◆ Task item
Where a line holds the word "gravel", copy that line from the data below.

◆ Study material
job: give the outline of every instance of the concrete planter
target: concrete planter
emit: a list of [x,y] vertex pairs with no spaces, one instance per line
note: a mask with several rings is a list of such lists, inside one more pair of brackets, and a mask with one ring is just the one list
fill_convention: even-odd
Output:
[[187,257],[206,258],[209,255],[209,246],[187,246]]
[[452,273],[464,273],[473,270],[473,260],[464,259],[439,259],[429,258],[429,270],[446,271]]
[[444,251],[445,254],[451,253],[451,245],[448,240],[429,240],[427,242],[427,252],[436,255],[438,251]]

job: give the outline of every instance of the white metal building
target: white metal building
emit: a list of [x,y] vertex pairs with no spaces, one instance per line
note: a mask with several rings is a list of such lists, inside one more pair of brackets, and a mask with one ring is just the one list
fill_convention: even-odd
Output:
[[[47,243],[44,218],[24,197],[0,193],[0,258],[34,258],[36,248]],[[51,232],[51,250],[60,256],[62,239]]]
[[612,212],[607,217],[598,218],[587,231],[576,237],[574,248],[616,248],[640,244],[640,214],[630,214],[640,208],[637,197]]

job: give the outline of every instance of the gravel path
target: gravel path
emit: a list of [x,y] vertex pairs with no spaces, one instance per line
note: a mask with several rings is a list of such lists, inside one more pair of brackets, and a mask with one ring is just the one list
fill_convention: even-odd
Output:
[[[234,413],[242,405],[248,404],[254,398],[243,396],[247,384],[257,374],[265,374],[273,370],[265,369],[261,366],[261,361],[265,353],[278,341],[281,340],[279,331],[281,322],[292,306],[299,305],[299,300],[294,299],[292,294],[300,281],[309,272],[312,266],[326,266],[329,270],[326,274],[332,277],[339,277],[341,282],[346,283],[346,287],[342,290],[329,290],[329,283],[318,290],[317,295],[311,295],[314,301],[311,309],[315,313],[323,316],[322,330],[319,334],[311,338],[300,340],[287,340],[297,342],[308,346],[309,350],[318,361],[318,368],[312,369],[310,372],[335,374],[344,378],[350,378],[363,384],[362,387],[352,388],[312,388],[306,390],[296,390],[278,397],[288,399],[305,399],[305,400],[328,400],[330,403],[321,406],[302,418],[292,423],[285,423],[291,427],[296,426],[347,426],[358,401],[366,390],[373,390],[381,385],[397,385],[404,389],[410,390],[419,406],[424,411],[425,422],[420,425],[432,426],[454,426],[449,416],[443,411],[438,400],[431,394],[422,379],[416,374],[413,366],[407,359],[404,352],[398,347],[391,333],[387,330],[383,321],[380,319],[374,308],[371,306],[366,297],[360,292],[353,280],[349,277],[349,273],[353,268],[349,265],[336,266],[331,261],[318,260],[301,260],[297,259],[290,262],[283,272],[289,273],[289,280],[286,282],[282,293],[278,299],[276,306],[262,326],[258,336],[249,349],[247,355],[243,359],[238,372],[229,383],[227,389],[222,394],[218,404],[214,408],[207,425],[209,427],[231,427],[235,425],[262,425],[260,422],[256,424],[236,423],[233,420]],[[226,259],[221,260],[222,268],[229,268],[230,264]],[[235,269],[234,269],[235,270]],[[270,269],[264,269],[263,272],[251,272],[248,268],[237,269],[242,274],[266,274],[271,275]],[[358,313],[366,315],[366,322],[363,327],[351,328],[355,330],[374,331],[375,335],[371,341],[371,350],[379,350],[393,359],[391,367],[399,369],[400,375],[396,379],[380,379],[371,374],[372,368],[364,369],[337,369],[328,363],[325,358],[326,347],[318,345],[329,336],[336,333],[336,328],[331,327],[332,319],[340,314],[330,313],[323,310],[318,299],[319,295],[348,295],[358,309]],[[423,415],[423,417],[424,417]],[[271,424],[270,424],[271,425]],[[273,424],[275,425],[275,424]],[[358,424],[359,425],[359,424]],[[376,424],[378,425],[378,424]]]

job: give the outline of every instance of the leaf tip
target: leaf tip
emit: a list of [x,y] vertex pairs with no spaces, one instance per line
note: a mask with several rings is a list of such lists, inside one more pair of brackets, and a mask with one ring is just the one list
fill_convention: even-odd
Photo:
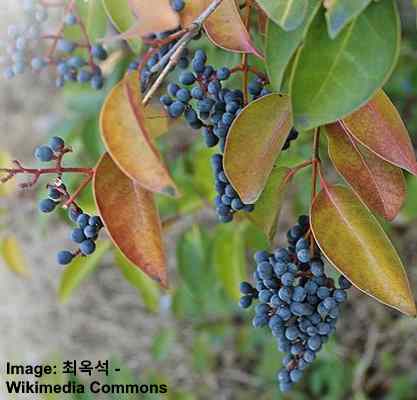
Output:
[[409,317],[417,317],[416,303],[411,294],[407,298],[402,299],[401,303],[398,306],[398,310]]
[[169,289],[169,282],[168,282],[168,276],[167,274],[162,274],[158,276],[151,276],[151,278],[160,285],[163,289],[168,290]]

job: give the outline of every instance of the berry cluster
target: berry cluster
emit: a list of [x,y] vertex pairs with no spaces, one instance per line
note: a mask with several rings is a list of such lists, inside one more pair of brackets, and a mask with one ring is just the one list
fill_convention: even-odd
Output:
[[253,326],[269,326],[277,339],[278,350],[287,353],[284,368],[278,372],[281,391],[286,392],[302,378],[316,353],[335,331],[340,305],[347,299],[350,282],[339,277],[339,288],[324,271],[317,250],[311,256],[309,218],[301,216],[288,232],[289,246],[273,254],[255,254],[255,287],[242,282],[240,306],[248,308],[254,300]]
[[[35,158],[41,162],[50,162],[60,160],[65,153],[71,151],[65,146],[62,138],[55,136],[51,138],[47,145],[38,146],[35,149]],[[60,174],[53,184],[48,184],[48,197],[39,202],[39,211],[42,213],[51,213],[57,206],[68,201],[70,195],[66,186],[62,182]],[[61,265],[69,264],[73,258],[79,254],[88,256],[94,253],[96,249],[95,241],[97,240],[100,229],[103,227],[100,217],[90,216],[82,212],[74,202],[69,205],[69,218],[77,224],[77,227],[71,232],[71,240],[79,245],[75,252],[60,251],[58,253],[58,262]]]
[[[207,64],[206,53],[198,49],[191,61],[191,70],[179,75],[179,83],[170,83],[167,94],[160,98],[172,118],[184,115],[192,129],[202,129],[208,147],[219,145],[220,153],[212,159],[217,191],[216,211],[221,222],[233,220],[236,211],[250,212],[253,204],[244,204],[230,184],[223,169],[223,155],[226,138],[236,116],[244,107],[243,93],[223,87],[230,78],[227,67],[215,69]],[[259,78],[249,85],[253,99],[268,94]]]
[[[103,87],[103,74],[98,62],[107,58],[107,52],[101,44],[76,43],[64,36],[44,34],[44,24],[48,19],[48,10],[39,0],[21,0],[24,20],[18,25],[9,25],[7,33],[10,43],[7,46],[4,77],[12,79],[27,69],[40,72],[47,67],[56,69],[56,85],[62,87],[65,82],[89,82],[94,89]],[[72,12],[64,15],[63,25],[80,25],[81,21]],[[88,40],[88,38],[86,38]],[[44,54],[45,41],[52,41],[50,51]],[[88,59],[75,55],[78,48],[86,48]]]
[[[168,36],[176,33],[179,31],[179,28],[153,33],[147,36],[147,40],[163,40],[166,39]],[[172,40],[169,43],[162,45],[146,62],[144,67],[141,70],[140,75],[140,85],[142,93],[146,92],[146,90],[150,87],[152,79],[157,75],[157,73],[163,69],[166,64],[169,62],[169,52],[177,43],[177,40]],[[182,69],[188,68],[189,60],[188,60],[188,49],[184,49],[182,55],[178,61],[178,67]],[[134,61],[130,64],[130,70],[137,70],[139,68],[139,63]]]
[[70,238],[79,248],[75,252],[69,250],[60,251],[57,259],[61,265],[69,264],[79,254],[83,256],[93,254],[96,250],[95,242],[98,234],[103,228],[103,223],[99,216],[90,216],[83,213],[79,207],[71,206],[68,215],[70,220],[77,224],[76,228],[71,231]]

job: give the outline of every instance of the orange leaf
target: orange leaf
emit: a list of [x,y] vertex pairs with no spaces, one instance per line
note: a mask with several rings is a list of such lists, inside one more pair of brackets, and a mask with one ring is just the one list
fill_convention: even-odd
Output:
[[152,142],[141,103],[137,72],[128,75],[109,93],[101,110],[103,141],[113,160],[145,189],[177,195],[161,156]]
[[140,36],[146,36],[153,32],[178,28],[179,16],[169,2],[170,0],[152,0],[150,4],[149,0],[129,0],[129,7],[138,20],[129,35],[137,32]]
[[209,4],[207,0],[187,0],[180,13],[181,26],[183,28],[190,26]]
[[[207,4],[210,4],[210,1],[207,1]],[[252,43],[235,0],[223,0],[207,19],[204,28],[216,46],[237,53],[252,53],[263,58]]]
[[339,173],[371,210],[394,219],[406,195],[401,169],[357,143],[340,122],[327,125],[326,131],[329,155]]
[[94,196],[113,243],[133,264],[167,287],[161,221],[153,194],[123,174],[105,153],[95,170]]
[[402,262],[377,219],[346,187],[325,187],[311,228],[326,258],[358,289],[404,314],[416,306]]
[[227,135],[224,169],[246,204],[262,193],[292,126],[288,96],[272,93],[246,106]]
[[400,114],[379,90],[373,99],[342,120],[346,130],[384,160],[417,175],[417,162]]

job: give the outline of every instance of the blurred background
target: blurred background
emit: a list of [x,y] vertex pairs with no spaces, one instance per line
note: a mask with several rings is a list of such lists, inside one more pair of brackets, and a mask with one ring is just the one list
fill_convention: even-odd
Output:
[[[0,31],[5,32],[19,16],[16,2],[0,3]],[[416,15],[410,2],[401,2],[401,7],[401,57],[386,90],[417,146]],[[210,59],[215,65],[233,64],[233,56],[220,50]],[[52,134],[65,137],[76,150],[69,163],[93,166],[103,150],[98,112],[124,67],[119,63],[112,69],[108,87],[100,93],[71,86],[57,90],[43,75],[0,80],[1,166],[15,158],[34,165],[33,149]],[[94,397],[104,399],[417,399],[417,320],[356,289],[350,291],[336,335],[303,381],[286,396],[278,392],[281,358],[275,340],[267,331],[254,330],[251,312],[237,306],[238,283],[253,270],[251,254],[267,243],[248,222],[216,224],[209,202],[211,151],[196,139],[188,128],[175,125],[159,142],[184,193],[180,202],[158,199],[171,280],[171,288],[164,292],[126,263],[105,238],[95,256],[66,270],[58,267],[55,254],[69,245],[70,228],[64,214],[44,217],[37,212],[36,202],[47,181],[30,191],[17,190],[15,182],[0,187],[2,366],[6,360],[37,364],[108,359],[121,368],[105,378],[109,383],[169,386],[163,396]],[[307,157],[310,147],[310,138],[301,137],[292,145],[288,163]],[[407,176],[407,180],[407,202],[386,229],[417,296],[417,179]],[[66,183],[74,187],[77,180]],[[297,215],[306,212],[307,184],[308,174],[301,174],[287,194],[277,243],[283,242]],[[89,191],[80,202],[87,211],[94,210]],[[5,378],[2,368],[0,379]],[[8,397],[0,392],[0,399],[9,398],[93,397]]]

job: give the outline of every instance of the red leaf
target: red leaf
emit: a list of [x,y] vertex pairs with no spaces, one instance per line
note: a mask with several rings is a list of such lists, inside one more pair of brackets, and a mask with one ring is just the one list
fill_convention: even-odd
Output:
[[95,170],[94,196],[113,243],[134,265],[167,287],[161,222],[153,194],[123,174],[105,153]]
[[340,122],[327,125],[326,131],[329,155],[339,173],[371,210],[394,219],[406,195],[401,169],[357,143]]
[[382,90],[369,103],[341,122],[369,150],[391,164],[417,175],[416,157],[407,128]]

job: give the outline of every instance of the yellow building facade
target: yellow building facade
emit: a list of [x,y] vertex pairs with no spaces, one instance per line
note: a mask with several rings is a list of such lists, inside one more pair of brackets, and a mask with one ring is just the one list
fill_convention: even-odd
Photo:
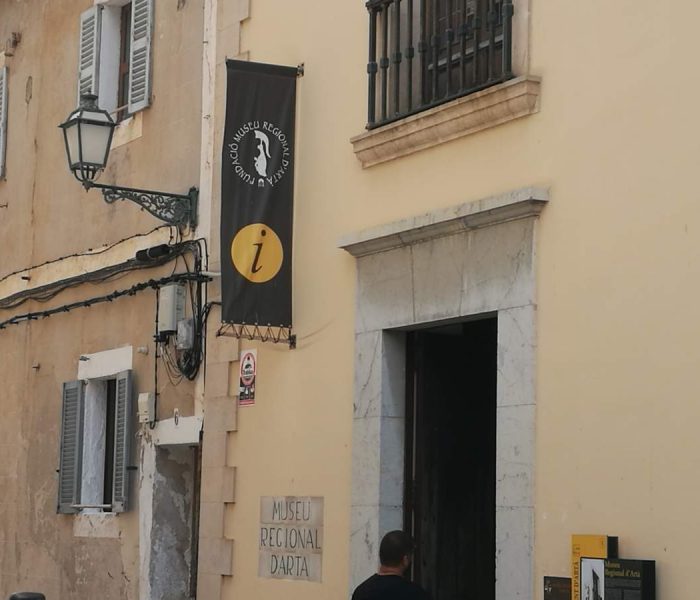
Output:
[[[383,533],[406,528],[420,543],[414,575],[436,598],[542,600],[543,578],[570,577],[571,536],[586,533],[618,536],[624,558],[656,560],[659,595],[694,597],[697,327],[686,308],[700,209],[686,30],[699,9],[148,3],[150,103],[117,126],[100,182],[198,188],[196,228],[151,231],[152,216],[104,204],[66,169],[56,126],[77,105],[81,15],[123,8],[73,4],[0,6],[0,594],[347,598],[376,570]],[[475,35],[476,70],[498,65],[480,83],[468,75]],[[431,39],[442,54],[430,54]],[[303,65],[294,349],[221,327],[221,204],[235,201],[220,183],[227,59]],[[200,239],[206,250],[193,249]],[[182,258],[102,278],[159,244]],[[192,382],[168,380],[174,340],[153,341],[165,283],[43,318],[184,277],[197,252],[208,318]],[[256,398],[239,406],[246,350],[257,352]],[[125,371],[130,508],[73,502],[56,514],[62,386],[93,386],[85,411],[99,382]],[[153,428],[138,422],[149,393]],[[81,446],[90,490],[90,457],[105,444],[86,435],[96,439]],[[290,530],[309,534],[309,548]]]

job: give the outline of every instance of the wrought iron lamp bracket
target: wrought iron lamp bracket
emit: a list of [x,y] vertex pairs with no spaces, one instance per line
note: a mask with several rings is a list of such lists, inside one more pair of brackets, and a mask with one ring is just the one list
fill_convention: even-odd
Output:
[[83,182],[83,186],[86,190],[90,188],[102,190],[102,196],[108,204],[112,204],[117,200],[131,200],[154,217],[170,225],[178,227],[189,225],[190,228],[197,226],[199,190],[196,187],[191,187],[187,194],[170,194],[153,190],[104,185],[91,181]]

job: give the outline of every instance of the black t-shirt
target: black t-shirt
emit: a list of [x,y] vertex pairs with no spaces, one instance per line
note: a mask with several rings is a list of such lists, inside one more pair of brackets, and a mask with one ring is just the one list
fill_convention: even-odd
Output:
[[352,600],[430,600],[430,596],[399,575],[375,574],[357,586]]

◆ Solution for this problem
job: give the outline of every instance of the gravel path
target: gravel path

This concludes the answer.